Copy every one of the following rows word for word, with no changes.

### Available records
◇ ◇ ◇ ◇

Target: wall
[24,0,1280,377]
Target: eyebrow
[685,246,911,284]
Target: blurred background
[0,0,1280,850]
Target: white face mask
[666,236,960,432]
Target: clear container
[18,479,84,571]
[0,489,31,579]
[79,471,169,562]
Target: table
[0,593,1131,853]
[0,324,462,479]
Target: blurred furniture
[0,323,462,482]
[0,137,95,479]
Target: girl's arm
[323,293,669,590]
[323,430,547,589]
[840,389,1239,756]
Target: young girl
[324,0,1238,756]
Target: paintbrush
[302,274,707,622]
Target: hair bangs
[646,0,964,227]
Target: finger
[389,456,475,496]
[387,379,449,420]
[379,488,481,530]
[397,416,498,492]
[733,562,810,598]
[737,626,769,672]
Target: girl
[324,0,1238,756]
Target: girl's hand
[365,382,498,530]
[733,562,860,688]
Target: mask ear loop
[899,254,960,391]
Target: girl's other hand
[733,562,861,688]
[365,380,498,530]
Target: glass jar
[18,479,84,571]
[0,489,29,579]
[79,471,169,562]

◇ ◇ ◇ ◇

### Response below
Target: wall
[24,0,1280,377]
Target: eyebrow
[685,246,911,284]
Target: blurred background
[0,0,1280,850]
Target: white face mask
[666,236,960,432]
Target: clear container
[18,479,84,571]
[0,489,31,579]
[79,471,169,562]
Target: table
[0,593,1131,853]
[0,324,462,479]
Target: blurred furniture
[0,323,462,482]
[0,137,95,479]
Target: girl's arm
[323,293,669,590]
[323,430,547,589]
[840,389,1239,756]
Target: young girl
[324,0,1238,756]
Target: paintbrush
[302,274,707,622]
Target: hair bangs
[646,0,964,227]
Target: finger
[389,456,475,496]
[387,379,449,420]
[379,488,481,530]
[397,416,498,492]
[733,562,810,598]
[737,626,769,672]
Target: girl
[324,0,1238,756]
Target: girl's hand
[365,382,498,530]
[733,562,860,688]
Target: mask ear loop
[899,254,960,391]
Target: girl's other hand
[733,562,861,688]
[365,380,498,530]
Target: glass jar
[18,479,84,571]
[0,489,29,579]
[79,471,169,562]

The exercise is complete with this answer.